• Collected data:
──────────────────────────────

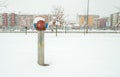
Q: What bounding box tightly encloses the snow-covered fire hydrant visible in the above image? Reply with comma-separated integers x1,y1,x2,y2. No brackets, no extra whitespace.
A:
34,17,48,66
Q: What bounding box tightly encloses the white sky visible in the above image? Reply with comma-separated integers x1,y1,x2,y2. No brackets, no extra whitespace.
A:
0,0,120,17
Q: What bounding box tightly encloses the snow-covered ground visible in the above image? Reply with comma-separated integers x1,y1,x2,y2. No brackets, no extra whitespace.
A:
0,33,120,77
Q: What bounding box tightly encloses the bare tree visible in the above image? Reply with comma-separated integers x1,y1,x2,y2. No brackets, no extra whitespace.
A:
52,6,64,26
52,6,64,36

──────────────────────────────

• TASK: Reproduce all of the records above line for line, leaving out the pictures.

• RESULT OF THIS EXERCISE:
Q: What bounding box tightly encloses the snow-covered fire hydrant visible in the above image? Reply with comma-separated integers x1,y1,x2,y2. No brackets, no extra whitespace.
A:
34,17,48,66
Q: What bounding box tightly encloses the white sky visible in the above image? Reply with comma-separated integers x1,y1,x2,y2. No brackets, no extra whitespace.
A:
0,0,120,17
Q: What bounding box tightly encloses the snow-covered ground visible in the above image? Reply with comma-separated integers x1,y1,x2,y2. No brackets, no extra whitespace.
A:
0,33,120,77
Q: What bounding box tightly encloses the bare tree visible in the above image? Reply with comma-separated integers x1,y1,x2,y2. No brackets, no extra whitespace.
A:
52,6,64,26
52,6,64,36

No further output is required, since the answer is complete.